## Given task 1
Update the article on Sarah Palin's churches from "Sarah Palin's Demonic" to "and the world.", putting "campaign" in place of "movement".
## Given task 2
Write the next part of the article on Sarah Palin's churches, picking up after its final sentence.

## Document extract
Sarah Palin's Demonic Faith
From Huffington Post
Writes on religion and politics
Posted: September 7, 2008 12:22 PM
Sarah Palin's Churches and The Third Wave: New Video Documentary
Sarah Palin's churches are actively involved in a resurgent movement that was declared heretical by the Assemblies of God in 1949. This is the same 'Spiritual Warfare' movement that was featured in the award winning movie, "Jesus Camp," which showed young children being trained to do battle for the Lord. At least three of four of Palin's churches are involved with major organizations and leaders of this movement, which is referred to as The Third Wave of the Holy Spirit or the New Apostolic Reformation. The movement is training a young "Joel's Army" to take dominion over the United States and the world.
Along with her entire family, Sarah Palin was re-baptized at twelve at the Wasilla Assembly of God in Wasilla, Alaska and she attended the church from the time she was ten until 2002: over two and 1/2 decades. Sarah Palin's extensive pattern of association with the Wasilla Assembly of God has continued nearly up to the day she was picked by Senator John McCain as a vice-presidential running mate. Palin's dedication to the Wasilla church is indicated by a Saturday, September 7, 2008, McClatchy news service story detailing possibly improper use of state travel funds by Palin for a trip she made to Wasilla, Alaska to attend, on June 8, 2008, both a Wasilla Assembly of God "Masters Commission" graduation ceremony and also a multi-church Wasilla area event known as "One Lord Sunday." At the latter event, Palin and Alaska LT Governor Scott Parnell were publicly blessed, onstage before an estimated crowd of 6,000, through the "laying on of hands" by Wasilla Assembly of God's Head Pastor Ed Kalnins whose sermons espouse such theological concepts as the possession of geographic territories by demonic spirits and the inter-generational transmission of family "curses". Palin has also been blessed, or "anointed," by an African cleric, prominent in the Third Wave movement, who has repeatedly visited the Wasilla Assembly of God and claims to have effected positive, dramatic social change in a Kenyan town by driving out a "spirit of witchcraft."

[Data entries]
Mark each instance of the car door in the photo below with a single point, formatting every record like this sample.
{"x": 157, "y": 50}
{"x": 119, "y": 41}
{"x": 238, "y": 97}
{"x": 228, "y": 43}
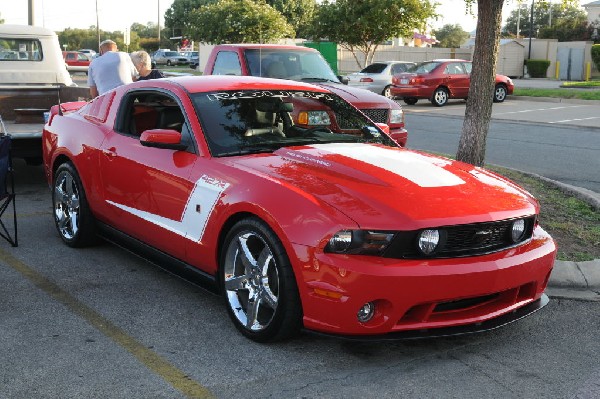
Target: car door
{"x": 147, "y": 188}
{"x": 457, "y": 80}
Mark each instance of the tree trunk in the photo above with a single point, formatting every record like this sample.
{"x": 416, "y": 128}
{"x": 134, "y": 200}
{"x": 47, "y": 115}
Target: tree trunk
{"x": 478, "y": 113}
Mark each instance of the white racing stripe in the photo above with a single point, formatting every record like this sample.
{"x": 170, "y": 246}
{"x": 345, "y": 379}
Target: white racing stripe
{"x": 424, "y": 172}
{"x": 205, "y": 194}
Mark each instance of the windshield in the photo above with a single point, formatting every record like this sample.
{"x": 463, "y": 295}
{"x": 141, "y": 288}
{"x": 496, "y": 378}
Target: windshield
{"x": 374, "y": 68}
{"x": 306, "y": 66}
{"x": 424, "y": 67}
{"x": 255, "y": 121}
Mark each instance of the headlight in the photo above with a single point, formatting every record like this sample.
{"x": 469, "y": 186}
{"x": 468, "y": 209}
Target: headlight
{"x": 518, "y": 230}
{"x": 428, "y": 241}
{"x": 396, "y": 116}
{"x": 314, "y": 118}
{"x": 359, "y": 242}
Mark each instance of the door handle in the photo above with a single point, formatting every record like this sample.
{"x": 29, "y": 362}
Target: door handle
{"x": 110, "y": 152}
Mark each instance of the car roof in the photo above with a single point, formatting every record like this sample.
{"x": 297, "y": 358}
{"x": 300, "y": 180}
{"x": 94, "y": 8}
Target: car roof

---

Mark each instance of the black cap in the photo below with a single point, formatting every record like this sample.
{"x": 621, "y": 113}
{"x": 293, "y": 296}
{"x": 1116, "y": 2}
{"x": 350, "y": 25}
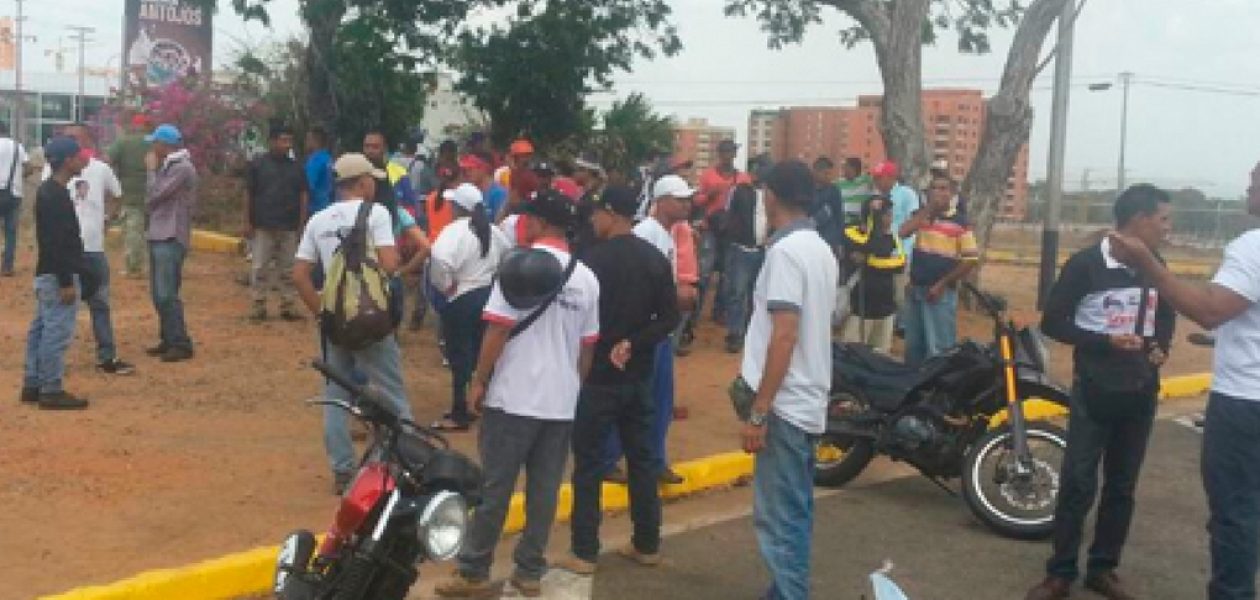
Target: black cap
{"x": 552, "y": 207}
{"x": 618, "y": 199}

--

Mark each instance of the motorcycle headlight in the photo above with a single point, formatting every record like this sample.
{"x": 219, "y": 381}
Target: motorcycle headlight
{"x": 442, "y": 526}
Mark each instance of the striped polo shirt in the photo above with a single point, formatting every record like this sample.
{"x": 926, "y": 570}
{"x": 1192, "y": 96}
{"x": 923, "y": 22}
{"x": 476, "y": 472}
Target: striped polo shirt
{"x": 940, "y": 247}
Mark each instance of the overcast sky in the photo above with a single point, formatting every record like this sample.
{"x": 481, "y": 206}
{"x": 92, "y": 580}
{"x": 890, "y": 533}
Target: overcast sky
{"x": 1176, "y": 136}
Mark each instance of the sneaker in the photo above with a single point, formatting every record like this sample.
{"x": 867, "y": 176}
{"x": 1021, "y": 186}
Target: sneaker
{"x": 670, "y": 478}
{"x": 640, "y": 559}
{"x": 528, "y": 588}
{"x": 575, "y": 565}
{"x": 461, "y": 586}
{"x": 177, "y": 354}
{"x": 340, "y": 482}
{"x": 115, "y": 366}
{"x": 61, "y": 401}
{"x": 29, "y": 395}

## Written response 1
Sarah Palin's Demonic Faith
From Huffington Post
Writes on religion and politics
Posted: September 7, 2008 12:22 PM
Sarah Palin's Churches and The Third Wave: New Video Documentary
Sarah Palin's churches are actively involved in a resurgent campaign that was declared heretical by the Assemblies of God in 1949. This is the same 'Spiritual Warfare' campaign that was featured in the award winning movie, "Jesus Camp," which showed young children being trained to do battle for the Lord. At least three of four of Palin's churches are involved with major organizations and leaders of this campaign, which is referred to as The Third Wave of the Holy Spirit or the New Apostolic Reformation. The campaign is training a young "Joel's Army" to take dominion over the United States and the world.

## Written response 2
The Wasilla Assembly of God church is deeply involved with both Third Wave activities and theology. Their Master's Commission program is part of an three year post-high school international training program with studies in prophecy, intercessory prayer, Biblical exegesis, authority and leadership. The pastor, Ed Kalnins, and Masters Commission students have traveled to South Carolina to participate in a "prophetic conference" at Morningstar Ministries, one of the major ministries of the Third Wave movement. Becky Fischer was a pastor at Morningstar prior to being featured in the movie "Jesus Camp." The head of prophecy at Morningstar, Steve Thompson, is currently scheduled to do a prophecy seminar at the Wasilla Assembly of God. Other major leaders in the movement have also traveled to Wasilla to visit and speak at the church.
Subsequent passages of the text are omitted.